01/05/2011

Inverno


Mentiria se dissesse que estou feliz porém não devo encarecer a infelicidade.
A calma, a falta do querer, a apatia que me incomodam. Eu, sempre tão intensa em meus sentimentos, tão excessiva em meus atos estou apenas observando com impassibilidade o que deveria ser minha nova predilecção.
A maturidade traz uma certa segurança. A aprovação dos outros dignifica o sofrimento, enaltece a renuncia mas não floreia a alma.
Acordo em agonia pelo não saber, ou por saber demais e não esperar o novo. Passo dias a esperar o exato dia a ser namorada. O cortejo frio e vestido de escrúpulos, mantém o meu, vivo demais. Reveste um corpo que deveria estar nu.
Devo respeitar o medo. Não julgar o que desconheço e calar-me diante de uma história que não vivi. Procuro não me entregar a braços tão frágeis mas as vezes me pego aninhando-me nesse colo.
                                          Não sofro. Não amo. Posso dizer então que não vivo?
Dizem que agora eu aprendi a viver. Imagino que por não incomodar os outros com exagerada felicidade ganho em troca a admissão.
Sinto falta do calor. O inverno promete ser frio!



22/09/2010

Aquilo que chamam 'amor'

É o desespero nos olhos de uns e o desprezo na voz de outros que me assusta. A solidão tornou-se moda, uma tendência progressista do que querem intitular como ‘neoliberdade’.
E eu me sentia inserido nesta revolução.
Acostumei-me a não presença após um relacionamento intenso e com mais liberdades do que a maioria poderia aceitar e ainda assim descobri o amor.

▶ Material coletado:
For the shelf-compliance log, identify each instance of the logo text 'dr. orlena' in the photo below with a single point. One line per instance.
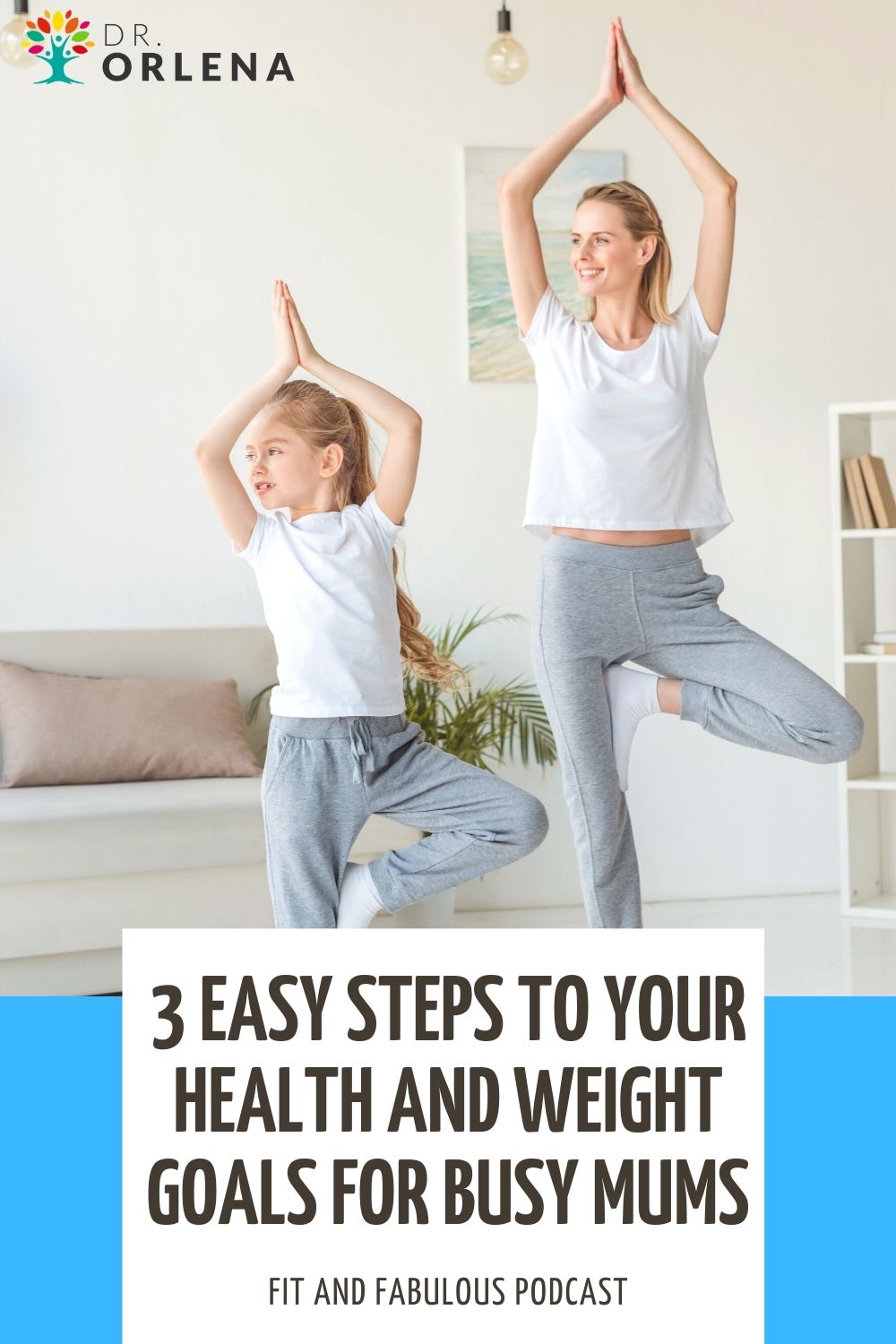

▶ O que fazer:
a) No texto, do que se diz sentir falta logo antes de afirmar que o inverno promete ser frio?
b) Reescreva o trecho do texto que começa com as palavras "Não sofro. Não" e termina em "inserido nesta revolução.", substituindo "solidão" por "saudade".

▶ Resultados do exercício:
a) Do calor.

b)
Não sofro. Não amo. Posso dizer então que não vivo?
Dizem que agora eu aprendi a viver. Imagino que por não incomodar os outros com exagerada felicidade ganho em troca a admissão.
Sinto falta do calor. O inverno promete ser frio!



22/09/2010

Aquilo que chamam 'amor'

É o desespero nos olhos de uns e o desprezo na voz de outros que me assusta. A saudade tornou-se moda, uma tendência progressista do que querem intitular como ‘neoliberdade’.
E eu me sentia inserido nesta revolução.